Selected passage:
┌──

Lance Olsen
File:Author photo of Lance Olsen.jpg | |
Born | New Jersey, U.S. | October 14, 1956
Occupation | Writer, Professor |
Nationality | American |
Period | Contemporary |
Genre | Novel, Short Story, Criticism |
Spouse | Andi Olsen (1981-Present) |
Website | |
[1] |
Lance Olsen is an American postmodern writer.
Biography
Lance Olsen (born 14 October 1956; New Jersey) received a B.A. from the University of Wisconsin–Madison (1978, honors, Phi Beta Kappa), an M.F.A. from the Iowa Writers' Workshop (1980), and an M.A. (1982) and Ph.D. (1985) from the University of Virginia. For ten years he taught as associate and then full professor at the University of Idaho; for two he directed the University of Idaho's M.F.A. program. He has also taught at the University of Iowa, the University of Virginia, the University of Kentucky, on summer and semester-abroad programs in Oxford and London, on a Fulbright in Turku, Finland, and at various writing conferences. Currently he teaches experimental narrative theory and practice at the University of Utah[1] and serves as Chair of the Board of Directors at Fiction Collective Two,[2] or FC2; founded in 1974, FC2 is one of America's best-known ongoing literary experiments and progressive art communities. With Michael Mejia, he is Fiction Editor at Western Humanities Review.[3] Olsen's wife, assemblage-artist Andi Olsen, and he divide their time between the mountains of central Idaho and Salt Lake City.

└──

Problems to work on:
a) What degrees did Olsen receive, according to the Lance Olsen biography? Give each with its institution and year.
b) Answer these questions from the Lance Olsen biography:
(i) In what year was FC2 founded?
(ii) From what year is Andi Olsen listed as Olsen's spouse?
(iii) In what city and country did Olsen teach on a Fulbright?
c) Carry on the Lance Olsen biography from its last sentence.

Location labeling records:

┌──

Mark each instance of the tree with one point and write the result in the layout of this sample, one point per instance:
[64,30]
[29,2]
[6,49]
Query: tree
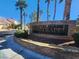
[33,16]
[48,2]
[38,8]
[67,8]
[21,5]
[55,5]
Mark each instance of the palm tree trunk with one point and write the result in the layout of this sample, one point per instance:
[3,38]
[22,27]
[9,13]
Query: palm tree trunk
[66,15]
[48,11]
[55,9]
[38,2]
[21,17]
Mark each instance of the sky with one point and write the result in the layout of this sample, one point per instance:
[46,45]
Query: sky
[8,10]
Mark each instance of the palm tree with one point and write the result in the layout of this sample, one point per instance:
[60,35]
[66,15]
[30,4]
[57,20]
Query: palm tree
[67,8]
[48,2]
[21,5]
[38,7]
[55,5]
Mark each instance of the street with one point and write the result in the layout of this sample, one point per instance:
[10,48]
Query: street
[11,50]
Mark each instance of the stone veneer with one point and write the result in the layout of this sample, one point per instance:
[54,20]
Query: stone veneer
[58,52]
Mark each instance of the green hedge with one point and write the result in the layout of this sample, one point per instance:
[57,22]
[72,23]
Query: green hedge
[76,39]
[21,34]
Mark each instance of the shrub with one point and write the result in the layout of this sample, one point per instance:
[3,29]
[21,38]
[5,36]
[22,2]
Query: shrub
[76,39]
[21,34]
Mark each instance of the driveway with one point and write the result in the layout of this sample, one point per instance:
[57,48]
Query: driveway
[11,50]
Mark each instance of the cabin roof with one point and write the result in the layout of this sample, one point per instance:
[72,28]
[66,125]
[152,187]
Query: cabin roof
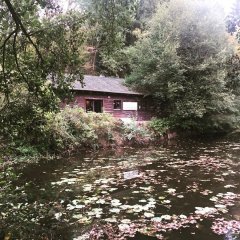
[103,84]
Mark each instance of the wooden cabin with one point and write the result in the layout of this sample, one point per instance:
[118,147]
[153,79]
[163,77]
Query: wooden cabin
[110,95]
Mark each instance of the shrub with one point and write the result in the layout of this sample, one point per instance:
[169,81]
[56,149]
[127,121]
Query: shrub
[160,126]
[72,127]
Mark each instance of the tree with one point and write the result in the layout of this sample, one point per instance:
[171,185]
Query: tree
[109,24]
[182,61]
[40,56]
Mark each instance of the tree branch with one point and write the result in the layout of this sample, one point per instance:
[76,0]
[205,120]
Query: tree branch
[18,22]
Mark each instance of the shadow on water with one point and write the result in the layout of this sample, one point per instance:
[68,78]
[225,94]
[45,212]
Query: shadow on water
[183,191]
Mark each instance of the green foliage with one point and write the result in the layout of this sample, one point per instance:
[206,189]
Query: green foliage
[182,61]
[109,23]
[36,53]
[136,133]
[232,20]
[72,128]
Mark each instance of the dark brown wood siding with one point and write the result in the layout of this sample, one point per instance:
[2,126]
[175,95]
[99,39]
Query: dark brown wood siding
[144,112]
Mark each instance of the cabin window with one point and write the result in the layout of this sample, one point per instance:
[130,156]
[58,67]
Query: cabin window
[117,104]
[133,106]
[93,105]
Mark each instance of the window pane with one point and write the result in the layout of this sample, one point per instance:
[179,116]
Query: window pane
[117,104]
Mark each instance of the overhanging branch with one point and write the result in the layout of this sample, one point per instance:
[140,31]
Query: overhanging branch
[19,23]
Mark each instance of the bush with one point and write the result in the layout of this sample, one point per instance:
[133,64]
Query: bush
[160,126]
[72,127]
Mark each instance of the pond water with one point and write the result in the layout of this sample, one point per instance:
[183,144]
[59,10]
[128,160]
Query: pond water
[182,191]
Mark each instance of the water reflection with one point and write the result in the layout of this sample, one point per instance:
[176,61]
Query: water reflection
[177,193]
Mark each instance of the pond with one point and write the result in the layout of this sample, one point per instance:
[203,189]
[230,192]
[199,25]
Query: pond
[181,191]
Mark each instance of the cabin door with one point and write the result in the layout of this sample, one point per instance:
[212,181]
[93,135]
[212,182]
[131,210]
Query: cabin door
[93,105]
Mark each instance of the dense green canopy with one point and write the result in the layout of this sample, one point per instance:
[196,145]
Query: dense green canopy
[182,61]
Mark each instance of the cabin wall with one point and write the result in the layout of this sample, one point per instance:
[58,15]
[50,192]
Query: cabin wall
[142,114]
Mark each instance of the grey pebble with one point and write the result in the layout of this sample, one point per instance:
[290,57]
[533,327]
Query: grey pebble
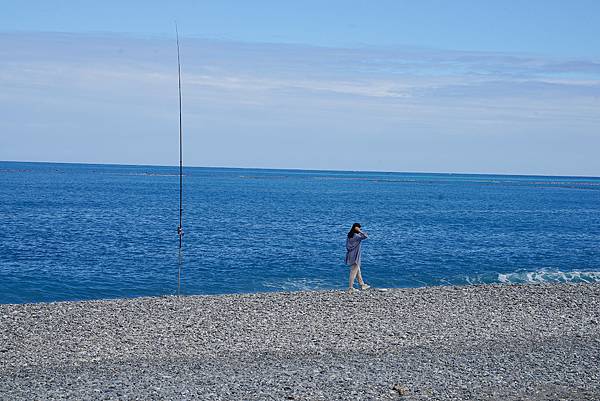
[494,342]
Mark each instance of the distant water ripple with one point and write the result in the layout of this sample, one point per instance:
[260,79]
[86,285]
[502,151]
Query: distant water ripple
[72,231]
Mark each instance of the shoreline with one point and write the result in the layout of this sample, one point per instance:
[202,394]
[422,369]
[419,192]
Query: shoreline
[480,342]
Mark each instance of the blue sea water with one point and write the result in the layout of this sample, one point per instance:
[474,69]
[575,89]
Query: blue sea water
[75,231]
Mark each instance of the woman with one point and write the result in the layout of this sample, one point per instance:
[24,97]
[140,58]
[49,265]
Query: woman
[355,237]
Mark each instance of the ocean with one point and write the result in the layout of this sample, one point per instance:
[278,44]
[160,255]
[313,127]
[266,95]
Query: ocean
[83,231]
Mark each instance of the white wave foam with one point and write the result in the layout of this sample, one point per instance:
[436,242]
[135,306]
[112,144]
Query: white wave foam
[550,276]
[301,284]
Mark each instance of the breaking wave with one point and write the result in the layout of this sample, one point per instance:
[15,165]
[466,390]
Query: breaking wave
[550,276]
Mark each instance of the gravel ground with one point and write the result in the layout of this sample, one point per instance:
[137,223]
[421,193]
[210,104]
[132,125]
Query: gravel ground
[493,342]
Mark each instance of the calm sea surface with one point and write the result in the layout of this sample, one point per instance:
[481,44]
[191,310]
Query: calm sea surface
[72,232]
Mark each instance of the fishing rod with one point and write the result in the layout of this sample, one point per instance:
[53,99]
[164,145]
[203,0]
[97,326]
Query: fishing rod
[180,227]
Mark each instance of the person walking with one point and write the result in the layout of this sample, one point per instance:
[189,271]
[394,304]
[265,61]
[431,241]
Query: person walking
[353,253]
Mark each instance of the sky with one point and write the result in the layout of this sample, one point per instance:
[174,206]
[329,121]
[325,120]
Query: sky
[505,87]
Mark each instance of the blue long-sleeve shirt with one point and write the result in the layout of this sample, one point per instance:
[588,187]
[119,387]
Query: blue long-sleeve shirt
[353,248]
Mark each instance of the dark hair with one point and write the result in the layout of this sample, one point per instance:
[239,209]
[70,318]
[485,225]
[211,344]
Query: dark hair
[352,232]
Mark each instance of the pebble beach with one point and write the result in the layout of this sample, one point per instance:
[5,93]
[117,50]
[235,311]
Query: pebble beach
[489,342]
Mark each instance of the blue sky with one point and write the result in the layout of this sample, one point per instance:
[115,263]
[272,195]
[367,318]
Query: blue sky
[462,86]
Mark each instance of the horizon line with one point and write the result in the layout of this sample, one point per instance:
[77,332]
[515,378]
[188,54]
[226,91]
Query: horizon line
[307,169]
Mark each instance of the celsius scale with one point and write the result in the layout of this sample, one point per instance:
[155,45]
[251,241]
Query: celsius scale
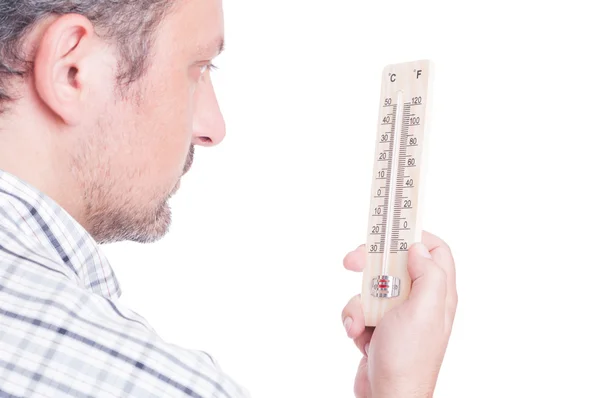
[397,185]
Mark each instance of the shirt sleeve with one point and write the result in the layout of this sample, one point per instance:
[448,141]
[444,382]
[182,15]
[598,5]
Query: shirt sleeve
[59,339]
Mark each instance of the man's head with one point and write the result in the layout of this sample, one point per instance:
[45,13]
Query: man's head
[102,102]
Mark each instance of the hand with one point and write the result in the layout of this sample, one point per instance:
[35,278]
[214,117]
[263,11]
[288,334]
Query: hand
[404,353]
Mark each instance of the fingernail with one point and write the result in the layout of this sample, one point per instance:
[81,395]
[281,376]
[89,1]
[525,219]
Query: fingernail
[348,324]
[422,250]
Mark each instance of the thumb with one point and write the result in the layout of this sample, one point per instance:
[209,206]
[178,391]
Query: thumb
[428,279]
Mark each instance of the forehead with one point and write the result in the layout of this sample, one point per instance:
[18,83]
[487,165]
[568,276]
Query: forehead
[193,27]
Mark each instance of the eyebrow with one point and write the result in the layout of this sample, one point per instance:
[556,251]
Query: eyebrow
[210,49]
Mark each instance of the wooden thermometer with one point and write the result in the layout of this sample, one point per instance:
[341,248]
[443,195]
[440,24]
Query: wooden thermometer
[395,212]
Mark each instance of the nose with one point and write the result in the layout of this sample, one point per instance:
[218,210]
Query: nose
[208,125]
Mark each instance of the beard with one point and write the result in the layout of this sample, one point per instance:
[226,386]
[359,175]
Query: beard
[122,213]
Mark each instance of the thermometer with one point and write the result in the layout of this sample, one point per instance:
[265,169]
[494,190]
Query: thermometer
[397,185]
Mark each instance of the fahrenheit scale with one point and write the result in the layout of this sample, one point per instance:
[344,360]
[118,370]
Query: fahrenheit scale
[397,187]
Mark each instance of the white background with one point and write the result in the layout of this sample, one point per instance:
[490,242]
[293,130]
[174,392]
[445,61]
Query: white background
[275,208]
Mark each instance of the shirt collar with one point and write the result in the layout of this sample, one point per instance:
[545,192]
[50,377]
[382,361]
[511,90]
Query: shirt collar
[37,215]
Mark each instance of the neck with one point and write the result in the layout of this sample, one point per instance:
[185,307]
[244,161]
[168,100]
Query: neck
[30,151]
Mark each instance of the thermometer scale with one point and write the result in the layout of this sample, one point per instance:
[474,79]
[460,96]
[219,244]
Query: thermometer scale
[397,186]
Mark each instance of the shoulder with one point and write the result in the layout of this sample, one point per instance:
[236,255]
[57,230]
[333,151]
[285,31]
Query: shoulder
[58,336]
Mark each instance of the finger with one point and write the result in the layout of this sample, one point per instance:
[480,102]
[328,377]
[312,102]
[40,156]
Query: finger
[356,260]
[353,318]
[442,256]
[361,381]
[364,339]
[428,280]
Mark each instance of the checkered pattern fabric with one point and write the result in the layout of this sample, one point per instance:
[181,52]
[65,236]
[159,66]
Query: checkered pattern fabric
[63,331]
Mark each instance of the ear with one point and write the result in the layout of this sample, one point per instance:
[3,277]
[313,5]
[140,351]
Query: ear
[62,66]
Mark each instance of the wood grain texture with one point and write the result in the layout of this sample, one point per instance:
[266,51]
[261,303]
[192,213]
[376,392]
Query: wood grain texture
[395,214]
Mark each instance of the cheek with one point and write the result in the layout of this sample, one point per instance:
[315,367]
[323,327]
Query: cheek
[167,122]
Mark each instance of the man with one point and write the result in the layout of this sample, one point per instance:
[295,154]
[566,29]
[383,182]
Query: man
[102,103]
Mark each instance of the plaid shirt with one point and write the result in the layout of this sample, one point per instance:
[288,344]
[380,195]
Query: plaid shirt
[63,332]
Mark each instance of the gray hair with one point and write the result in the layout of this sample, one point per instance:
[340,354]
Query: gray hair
[128,23]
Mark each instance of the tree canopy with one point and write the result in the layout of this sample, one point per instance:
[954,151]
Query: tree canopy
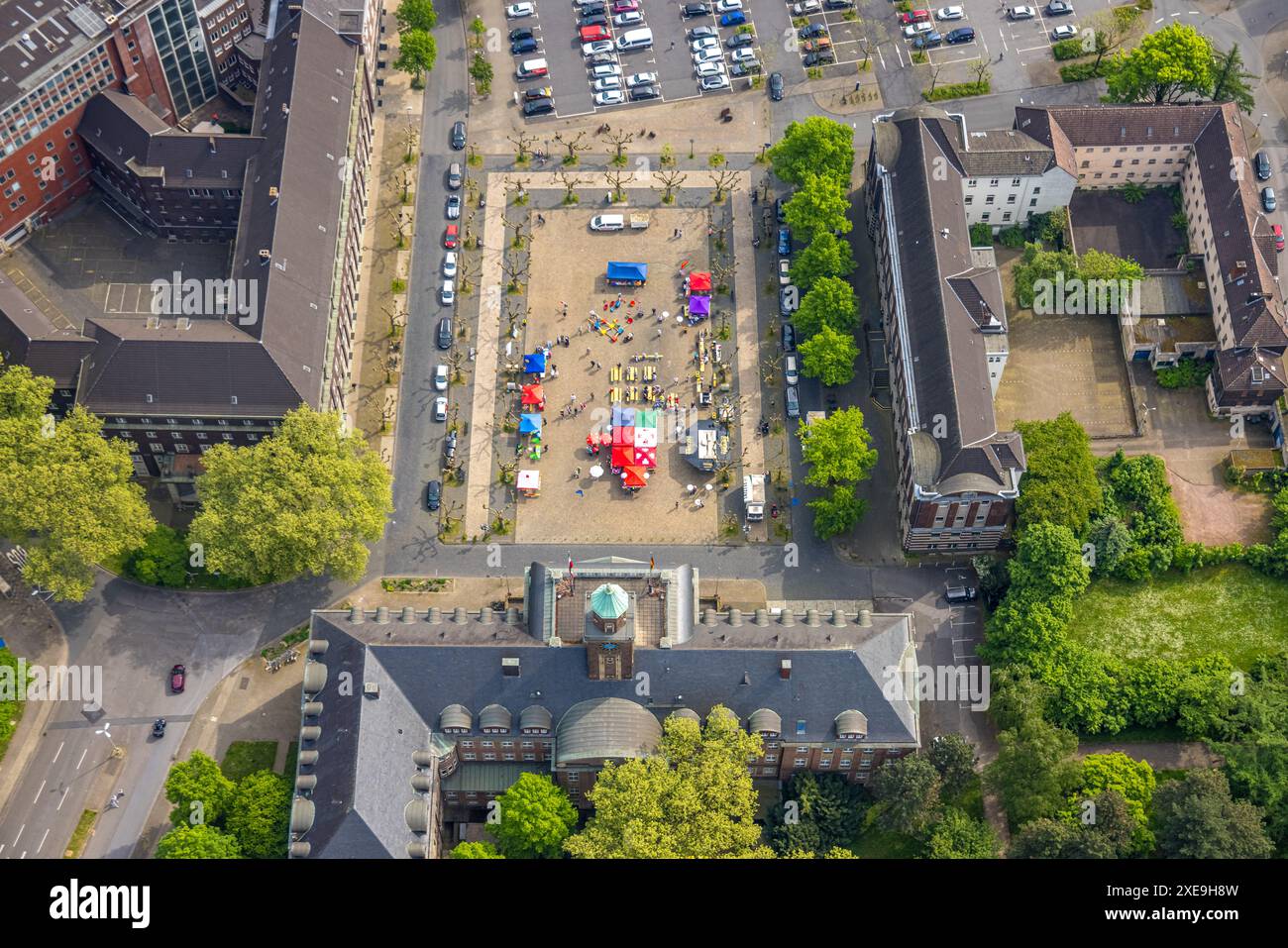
[303,501]
[67,492]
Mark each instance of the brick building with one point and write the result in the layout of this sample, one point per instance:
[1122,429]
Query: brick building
[411,723]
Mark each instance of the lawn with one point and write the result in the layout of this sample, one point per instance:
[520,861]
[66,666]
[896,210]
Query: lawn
[1229,609]
[248,758]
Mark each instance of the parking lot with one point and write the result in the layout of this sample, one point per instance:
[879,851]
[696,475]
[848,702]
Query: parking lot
[669,62]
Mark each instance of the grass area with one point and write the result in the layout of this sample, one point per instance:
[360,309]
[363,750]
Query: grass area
[84,827]
[1229,609]
[248,758]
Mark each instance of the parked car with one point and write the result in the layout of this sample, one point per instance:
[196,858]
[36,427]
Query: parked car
[794,402]
[787,335]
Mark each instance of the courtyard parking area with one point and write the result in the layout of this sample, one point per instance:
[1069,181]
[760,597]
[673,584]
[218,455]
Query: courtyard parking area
[568,274]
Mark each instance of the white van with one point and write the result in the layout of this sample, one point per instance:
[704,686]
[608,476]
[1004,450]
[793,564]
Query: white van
[532,68]
[635,39]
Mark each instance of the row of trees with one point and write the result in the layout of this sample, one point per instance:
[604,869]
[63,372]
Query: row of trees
[305,500]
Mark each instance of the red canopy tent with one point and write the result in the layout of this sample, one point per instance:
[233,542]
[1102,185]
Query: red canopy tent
[535,394]
[634,476]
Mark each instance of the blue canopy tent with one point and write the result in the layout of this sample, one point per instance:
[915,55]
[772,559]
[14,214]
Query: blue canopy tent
[623,273]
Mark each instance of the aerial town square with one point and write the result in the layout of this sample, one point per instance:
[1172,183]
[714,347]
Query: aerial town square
[643,429]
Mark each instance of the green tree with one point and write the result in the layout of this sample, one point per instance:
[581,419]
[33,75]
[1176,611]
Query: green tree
[836,513]
[536,818]
[692,798]
[1168,64]
[200,841]
[837,449]
[953,756]
[957,836]
[476,850]
[909,790]
[1060,483]
[1197,819]
[827,256]
[259,813]
[304,500]
[818,206]
[828,356]
[416,14]
[416,55]
[828,303]
[198,791]
[67,491]
[814,146]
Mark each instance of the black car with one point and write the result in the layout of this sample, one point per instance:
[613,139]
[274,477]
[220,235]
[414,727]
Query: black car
[539,107]
[1262,162]
[789,337]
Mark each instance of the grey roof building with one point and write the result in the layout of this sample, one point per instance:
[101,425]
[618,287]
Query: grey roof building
[433,712]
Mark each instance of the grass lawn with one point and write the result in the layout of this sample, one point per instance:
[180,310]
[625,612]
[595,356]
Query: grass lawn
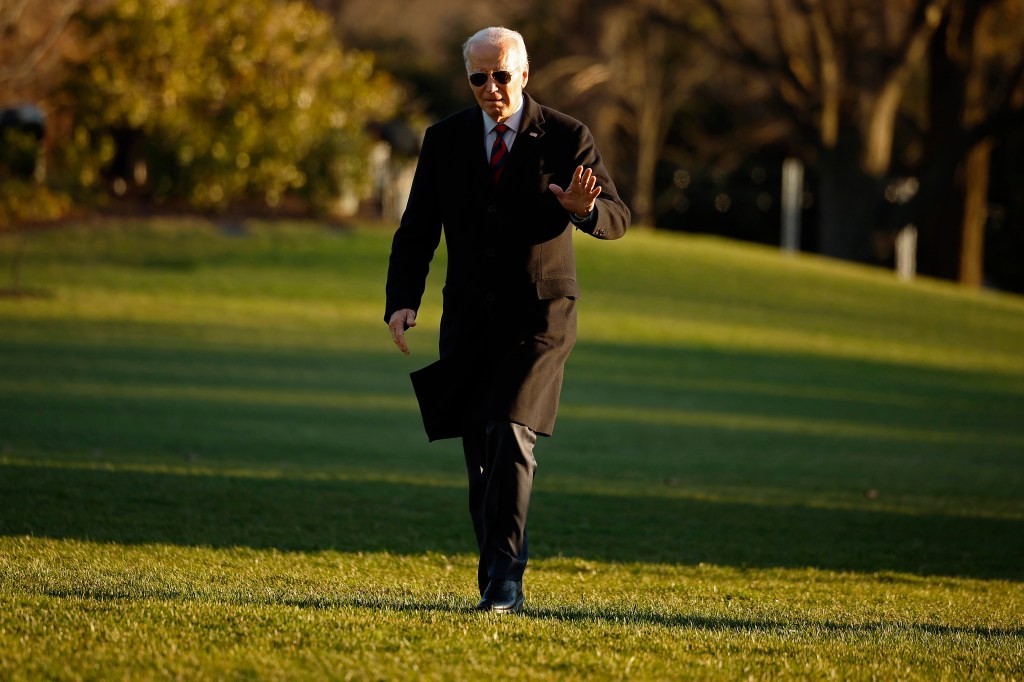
[211,466]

└──

Set of answers:
a)
B.A., University of Wisconsin–Madison, 1978
M.F.A., Iowa Writers' Workshop, 1980
M.A., University of Virginia, 1982
Ph.D., University of Virginia, 1985

b)
(i) 1974
(ii) 1981
(iii) Turku, Finland

c)
Writing
Olsen is author of eleven novels, one hypermedia text, four critical studies, four short-story collections, a poetry chapbook, and two anti-textbooks about experimental writing, as well as editor of two collections of essays about innovative contemporary fiction. His short stories, essays, poems, and reviews have appeared in hundreds of journals, magazines, and anthologies, including Conjunctions, Fiction International, Iowa Review, Village Voice, Time Out New York, BOMB, Hotel Amerika, and Best American Non-Required Reading. He is known for his fictional biographies (examples of historiographic metafiction), such as Nietzsche's Kisses and Head in Flames, for which he does extensive historical research,[4] as well as his work in avantpop, postmodernism, speculative fiction, experimental writing practices, and critifiction (the blending of theory and narrativity in a single text).
The hypertext version of his novel 10:01, created in collaboration with multimedia artist Tim S. Guthrie, was published by the Iowa Review Web in 2005 and included in the Electronic Literature Organization Collection: Volume One.
Lance Olsen’s story “News Feed| Status Updates| Photos| Posted Items| Live Feed” won an &NOW award in 2009 and was published in The &NOW Awards: The Best Innovative Writing.[5] Olsen is a regular participant in the biennial &NOW Festival, a celebration of experimental and innovative writing, and has collaborated with a board member of &NOW, Davis Schneiderman, on a series of short works.[6]
Awards
Olsen is a Guggenheim[7] and an N.E.A. fellowship recipient,[8] winner of a Pushcart Prize,[9] and was the governor-appointed from 1996-1998.[10] His novel Tonguing the Zeitgeist was a finalist for the Philip K. Dick Award, and his work has been translated into Italian, Polish, Turkish, and Finnish. He was the Mary Ellen von der Heyden Berlin Prize in Fiction Fellow at the American Academy in Berlin from January through May 2013.[11]
Bibliography
Novels
- Live from Earth (NY: Available Press/Ballantine Books,1991)
- Tonguing the Zeitgeist (San Francisco, CA: Permeable Press,1994)
- Burnt (La Grande, OR: Wordcraft, 1996)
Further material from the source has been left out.